### Study text ###
People often don't know much medical care truly costs and usually concern themselves with the co-pay required after an office visit. But the dark underbelly of insurance systems is that medical costs have skyrocketed and patients without medical insurance have to pay astronomical prices because of politics and not because of cost of care. This is one of the factors that led a Portland, Maine physician to stop accepting insurance, private or governmental, from his patients.

Dr. Michael Ciampi changed the policy in his office on April 1 of this year, knowing that he would be better serving his patients by not being told what to do by insurance companies and government health care systems. The doctor has posted prices of office visits and procedures on the website of his practice. What would seem astronomical, $150 for an office visit, is actually cheap if one considers how much is paid for health insurance in premiums each year.

Dr. Ciampi told the Bangor Daily News that of his 2,000 patients, only a few hundred decided to stop coming to the office because of the policy change. The doctor is free to now make house calls and charge affordable rates to patients who cannot afford health care. The doctor expects that his practice will make more money with the new policy in place, by attracting many who are self-employed, do not have insurance, or have insurance with large deductibles.

By collecting money from patients at the end of the visit, Dr. Ciampi no longer needs to spend money and time sending out bills or billing insurance companies. "If more doctors were able to do this, that would be real health care reform...that's when we'd see the cost of medicine truly go down," said Ciampi.

This change in policy comes after a government report showing that medical procedures at hospitals across the country vary widely. For instance, the same medical procedure could cost three times the amount between two hospitals only miles apart, and at some hospitals one pill of aspirin costs more than a bottle of 100 pills.  Insurance companies usually pick up the cost of these overpriced medical charges, raising the price across the board for those with no insurance and for those that pay for insurance premiums. 

Because Ciampi is a primary care physician, the price policy is not for emergency medical attention, only typical lab tests for diabetes, pregnancy testing, and EKGs, among other procedures.
### Supplied data ###
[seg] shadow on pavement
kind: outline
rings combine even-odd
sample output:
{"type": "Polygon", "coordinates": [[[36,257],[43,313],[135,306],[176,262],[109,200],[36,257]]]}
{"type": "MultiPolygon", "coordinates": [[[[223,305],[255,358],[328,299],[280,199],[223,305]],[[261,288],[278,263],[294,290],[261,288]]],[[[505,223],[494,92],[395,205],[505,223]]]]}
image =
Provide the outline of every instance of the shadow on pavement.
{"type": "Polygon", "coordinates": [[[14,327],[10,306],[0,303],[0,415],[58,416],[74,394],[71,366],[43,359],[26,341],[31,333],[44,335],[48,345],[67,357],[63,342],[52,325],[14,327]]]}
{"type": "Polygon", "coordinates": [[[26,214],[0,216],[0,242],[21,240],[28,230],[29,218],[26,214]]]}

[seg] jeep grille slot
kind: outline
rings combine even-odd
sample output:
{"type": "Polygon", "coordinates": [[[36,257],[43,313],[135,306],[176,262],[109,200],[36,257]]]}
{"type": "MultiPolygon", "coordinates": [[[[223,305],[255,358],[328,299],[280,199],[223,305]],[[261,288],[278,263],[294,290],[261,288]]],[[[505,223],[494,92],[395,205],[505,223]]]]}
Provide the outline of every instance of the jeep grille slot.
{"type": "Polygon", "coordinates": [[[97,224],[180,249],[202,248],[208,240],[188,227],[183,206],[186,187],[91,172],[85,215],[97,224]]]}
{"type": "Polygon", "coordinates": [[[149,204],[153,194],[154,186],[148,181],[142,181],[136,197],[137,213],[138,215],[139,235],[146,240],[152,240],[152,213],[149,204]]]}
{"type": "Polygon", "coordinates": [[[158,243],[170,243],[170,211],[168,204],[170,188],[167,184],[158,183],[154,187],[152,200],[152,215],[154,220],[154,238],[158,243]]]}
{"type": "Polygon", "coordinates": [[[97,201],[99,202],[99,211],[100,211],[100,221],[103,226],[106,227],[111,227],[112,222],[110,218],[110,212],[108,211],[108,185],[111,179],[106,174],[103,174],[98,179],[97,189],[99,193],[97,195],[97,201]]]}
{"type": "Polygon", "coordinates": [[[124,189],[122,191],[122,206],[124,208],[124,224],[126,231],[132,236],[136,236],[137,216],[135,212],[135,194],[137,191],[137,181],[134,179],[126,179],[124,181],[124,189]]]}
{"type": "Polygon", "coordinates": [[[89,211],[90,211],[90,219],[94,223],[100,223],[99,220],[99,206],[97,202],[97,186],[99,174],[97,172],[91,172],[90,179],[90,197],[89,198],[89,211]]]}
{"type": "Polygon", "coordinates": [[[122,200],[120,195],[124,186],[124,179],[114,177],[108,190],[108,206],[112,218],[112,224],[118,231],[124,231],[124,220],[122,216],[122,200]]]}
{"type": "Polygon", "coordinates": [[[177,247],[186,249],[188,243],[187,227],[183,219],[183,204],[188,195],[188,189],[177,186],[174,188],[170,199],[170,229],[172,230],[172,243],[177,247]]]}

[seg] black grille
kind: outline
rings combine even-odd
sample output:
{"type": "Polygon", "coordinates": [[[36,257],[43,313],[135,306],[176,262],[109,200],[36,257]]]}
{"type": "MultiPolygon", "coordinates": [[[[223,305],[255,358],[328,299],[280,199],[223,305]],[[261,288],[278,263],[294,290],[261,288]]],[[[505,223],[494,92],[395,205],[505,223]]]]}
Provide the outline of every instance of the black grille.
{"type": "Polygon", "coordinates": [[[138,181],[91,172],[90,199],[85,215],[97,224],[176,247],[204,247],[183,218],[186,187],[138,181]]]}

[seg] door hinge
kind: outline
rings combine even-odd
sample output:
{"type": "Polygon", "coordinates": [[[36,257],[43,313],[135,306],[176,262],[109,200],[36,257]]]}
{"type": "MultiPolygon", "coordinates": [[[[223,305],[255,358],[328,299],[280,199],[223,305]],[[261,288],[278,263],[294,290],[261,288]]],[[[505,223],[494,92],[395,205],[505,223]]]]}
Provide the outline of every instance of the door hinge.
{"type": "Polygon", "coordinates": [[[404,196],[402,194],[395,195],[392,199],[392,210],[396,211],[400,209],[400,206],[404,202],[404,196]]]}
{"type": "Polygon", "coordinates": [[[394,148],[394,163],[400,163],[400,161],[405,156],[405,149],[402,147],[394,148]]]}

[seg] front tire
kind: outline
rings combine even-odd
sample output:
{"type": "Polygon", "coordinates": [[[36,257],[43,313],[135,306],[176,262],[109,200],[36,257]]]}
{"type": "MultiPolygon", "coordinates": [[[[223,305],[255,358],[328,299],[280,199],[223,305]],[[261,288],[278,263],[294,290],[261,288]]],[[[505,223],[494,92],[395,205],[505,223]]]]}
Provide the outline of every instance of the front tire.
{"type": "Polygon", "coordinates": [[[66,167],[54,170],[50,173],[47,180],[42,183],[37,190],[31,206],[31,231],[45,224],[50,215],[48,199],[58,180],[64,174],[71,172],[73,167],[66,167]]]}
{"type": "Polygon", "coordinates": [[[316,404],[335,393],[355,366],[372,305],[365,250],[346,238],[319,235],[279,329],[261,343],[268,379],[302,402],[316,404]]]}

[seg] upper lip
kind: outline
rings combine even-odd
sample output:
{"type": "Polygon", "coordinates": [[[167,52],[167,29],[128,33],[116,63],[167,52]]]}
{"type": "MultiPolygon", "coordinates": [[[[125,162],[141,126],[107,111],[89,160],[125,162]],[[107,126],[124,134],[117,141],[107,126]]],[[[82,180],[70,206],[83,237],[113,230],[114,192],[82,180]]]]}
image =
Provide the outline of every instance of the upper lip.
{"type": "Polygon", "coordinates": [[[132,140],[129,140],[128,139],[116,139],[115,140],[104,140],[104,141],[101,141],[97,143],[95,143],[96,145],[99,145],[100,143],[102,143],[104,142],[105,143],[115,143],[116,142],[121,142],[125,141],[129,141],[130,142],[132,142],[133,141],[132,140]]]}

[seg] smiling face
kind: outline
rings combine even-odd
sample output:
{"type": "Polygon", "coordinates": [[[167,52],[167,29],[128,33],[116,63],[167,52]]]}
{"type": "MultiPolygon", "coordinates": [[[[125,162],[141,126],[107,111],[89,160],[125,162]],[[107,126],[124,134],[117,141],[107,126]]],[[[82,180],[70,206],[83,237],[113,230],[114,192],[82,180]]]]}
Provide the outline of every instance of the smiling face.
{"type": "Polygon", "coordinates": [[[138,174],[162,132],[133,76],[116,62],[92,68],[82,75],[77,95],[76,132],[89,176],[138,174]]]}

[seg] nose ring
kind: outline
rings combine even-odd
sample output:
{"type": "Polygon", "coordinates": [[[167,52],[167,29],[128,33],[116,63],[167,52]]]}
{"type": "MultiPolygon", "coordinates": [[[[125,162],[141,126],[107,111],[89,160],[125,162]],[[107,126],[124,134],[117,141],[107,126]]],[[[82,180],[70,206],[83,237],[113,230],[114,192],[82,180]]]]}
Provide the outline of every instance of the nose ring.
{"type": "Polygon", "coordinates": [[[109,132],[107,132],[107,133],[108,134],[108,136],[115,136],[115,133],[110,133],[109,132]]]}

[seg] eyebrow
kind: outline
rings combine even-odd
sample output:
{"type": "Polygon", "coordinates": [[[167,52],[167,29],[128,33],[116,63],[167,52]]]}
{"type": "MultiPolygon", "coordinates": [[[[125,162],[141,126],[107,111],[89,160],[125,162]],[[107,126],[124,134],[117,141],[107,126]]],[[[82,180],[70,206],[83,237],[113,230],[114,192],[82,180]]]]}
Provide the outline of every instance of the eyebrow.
###
» Exercise set
1/ Please summarize the article about Dr. Ciampi's practice in two sentences.
2/ Copy out the part of the article about Dr. Ciampi's practice that begins at the words "Dr. Ciampi told the" and stops after "with large deductibles.".

» Outputs for the tasks
1/ Dr. Michael Ciampi, a primary care physician in Portland, Maine, stopped accepting private or governmental insurance on April 1 and posted his prices, including $150 for an office visit, on his practice's website. Collecting payment at the end of each visit spares him the time and money of billing, and he expects to earn more by attracting patients who are self-employed, uninsured, or facing large deductibles.

2/
Dr. Ciampi told the Bangor Daily News that of his 2,000 patients, only a few hundred decided to stop coming to the office because of the policy change. The doctor is free to now make house calls and charge affordable rates to patients who cannot afford health care. The doctor expects that his practice will make more money with the new policy in place, by attracting many who are self-employed, do not have insurance, or have insurance with large deductibles.